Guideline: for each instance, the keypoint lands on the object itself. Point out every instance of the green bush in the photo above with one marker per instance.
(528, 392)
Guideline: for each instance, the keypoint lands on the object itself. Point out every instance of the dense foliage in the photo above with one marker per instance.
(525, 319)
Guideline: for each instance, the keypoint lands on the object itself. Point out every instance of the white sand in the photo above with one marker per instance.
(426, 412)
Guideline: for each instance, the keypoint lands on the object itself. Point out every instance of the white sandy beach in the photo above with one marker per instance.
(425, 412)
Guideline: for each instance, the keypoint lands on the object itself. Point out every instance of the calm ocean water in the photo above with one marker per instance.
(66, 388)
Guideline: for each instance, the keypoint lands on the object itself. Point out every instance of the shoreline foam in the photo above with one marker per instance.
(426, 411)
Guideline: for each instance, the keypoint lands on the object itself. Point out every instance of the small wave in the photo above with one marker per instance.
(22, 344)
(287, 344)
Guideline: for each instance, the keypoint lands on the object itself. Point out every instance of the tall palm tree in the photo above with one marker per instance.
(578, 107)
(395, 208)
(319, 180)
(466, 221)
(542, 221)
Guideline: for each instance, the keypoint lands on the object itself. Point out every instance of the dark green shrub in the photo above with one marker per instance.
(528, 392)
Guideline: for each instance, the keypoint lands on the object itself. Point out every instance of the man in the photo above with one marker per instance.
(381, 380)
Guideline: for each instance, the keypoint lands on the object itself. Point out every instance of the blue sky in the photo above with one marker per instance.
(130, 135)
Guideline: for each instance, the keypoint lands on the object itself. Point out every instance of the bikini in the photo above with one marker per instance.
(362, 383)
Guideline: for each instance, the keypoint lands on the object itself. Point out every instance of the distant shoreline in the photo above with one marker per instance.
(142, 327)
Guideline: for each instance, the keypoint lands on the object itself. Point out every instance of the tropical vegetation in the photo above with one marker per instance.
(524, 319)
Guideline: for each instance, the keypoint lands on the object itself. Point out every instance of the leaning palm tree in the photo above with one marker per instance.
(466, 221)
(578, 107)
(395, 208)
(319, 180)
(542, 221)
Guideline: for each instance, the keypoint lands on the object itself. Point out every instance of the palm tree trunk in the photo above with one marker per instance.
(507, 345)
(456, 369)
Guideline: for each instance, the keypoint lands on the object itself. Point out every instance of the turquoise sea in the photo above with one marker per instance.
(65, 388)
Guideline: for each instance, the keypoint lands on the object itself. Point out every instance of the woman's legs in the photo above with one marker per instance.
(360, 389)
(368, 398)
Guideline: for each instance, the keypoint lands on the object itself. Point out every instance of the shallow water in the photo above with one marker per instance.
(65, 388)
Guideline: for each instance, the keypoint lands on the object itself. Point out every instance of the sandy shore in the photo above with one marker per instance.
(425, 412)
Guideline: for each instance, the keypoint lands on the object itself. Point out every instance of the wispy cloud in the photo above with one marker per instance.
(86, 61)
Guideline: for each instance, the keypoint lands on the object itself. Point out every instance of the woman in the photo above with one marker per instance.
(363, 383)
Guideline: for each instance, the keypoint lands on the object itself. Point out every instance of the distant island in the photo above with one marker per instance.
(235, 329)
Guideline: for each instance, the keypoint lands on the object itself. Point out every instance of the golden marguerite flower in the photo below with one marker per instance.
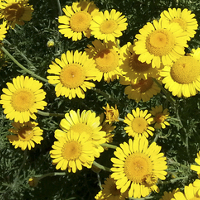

▶ _Task goal_:
Pictures are to be left out, while the records are copied word for word.

▶ _Final answer_:
Guideline: for each instance, the keypoint lands on the object itself. Point out every instance of the green bush in the photo above with one marker per instance.
(528, 392)
Guideline: for each instance, the keypoint lands on the object itself. Point out every instance of the dense foliage in the photo above with one marker per instance.
(525, 319)
Guideline: for each instance, the keypoint lands on the object itself. Point out every instance of the white sand in the photo above with one marker per instance.
(426, 412)
Guideline: for each instance, the keypoint lands on the object itself. Point out every instance of the white sandy beach in the photo above with one marker per instance.
(425, 412)
Guideline: for each instance, the keypoint lands on the object itself. Point out every instance of the calm ocean water in the photo above with one marker per instance.
(66, 388)
Guideline: for each instance, the keypoint lands on the object itself. Point out every instance of the shoreline foam in the photo above with one marker per instance.
(426, 411)
Guideline: for each instance, the keypoint lands on the object itself. Point out every instance of the small wave in the photo above with one marker per instance.
(22, 344)
(287, 344)
Guideline: for each instance, the keypoint lands on the object itself. Point out every instance of the tall palm tree in the photo above with one marker per instance.
(578, 107)
(395, 208)
(319, 180)
(466, 221)
(542, 221)
Guideline: for each instance, the keypoint lands on the object itself. Point out every instance of the dark green shrub in the photo above with one marker per instance.
(528, 392)
Guideline: for each instance, the keypoint lands on the object itself. Point out every instance of the man in the photo above with one marker per instance.
(381, 380)
Guideline: for each instance, the keypoint lands on the object itself. Point out every instance of the blue sky in the photo above with one marker per instance.
(130, 135)
Guideline: for each instance, the keypoint lands on the object itself. Point out every instance of the bikini in the photo above with one marker per instance.
(362, 383)
Guideline: for each instance, the keypoint lands on the object itself. Point out every instance of the distant shoreline in the photo above with one marker per instance.
(142, 327)
Guideline: for each instance, the keypoint lands on the object itself. Point out every instance of the tropical vegetation in the photo above with one marker per instance.
(524, 319)
Guideline: for each instance, the keypoint lands on the object itself. Point out every instance of the leaning palm tree in the photo above with one marker per instance.
(466, 221)
(578, 107)
(395, 208)
(319, 180)
(542, 221)
Guideline: for each instance, the keypoint lands on the object itself. Point out every instance of the palm tree trunk in the photo above with one marker per instance.
(507, 345)
(456, 369)
Guideline: for each instance, the keypoint lands on the object itself. Point out every instance of the turquoise sea in the photo above with one marker per instance.
(65, 388)
Guideline: for each instance, the keypoint lands on the object itself. Point out every instance of the woman's legs in the photo above with one marker per instance.
(360, 389)
(368, 398)
Guideline: for each instance, the keypoint lands on the object itself. Point out every instance of the shallow water in the photo above with one marker per instance.
(65, 388)
Guideline: for each instance, the keypoint lands on the object itself. Point out every instance of the sandy shore in the photo above with one marker per instance.
(425, 412)
Guideline: for each instance, the keypoint lands on the object itself. Point out every instance of the wispy cloud in the photo above with one marker per instance.
(86, 61)
Guideline: for each instance, the keypoint lands on the object itself. Point out every instance of the woman in the photo above with one marker per instance.
(363, 383)
Guideline: for each instance, the keypoint lands on the object itself. Point out every instance of the distant island in the photo above with one marker per instance.
(235, 329)
Guideline: for each instance, the keypoint lands on the object itself. Point out every instance of the golden marguerite flower in the photo below with one marker per instance.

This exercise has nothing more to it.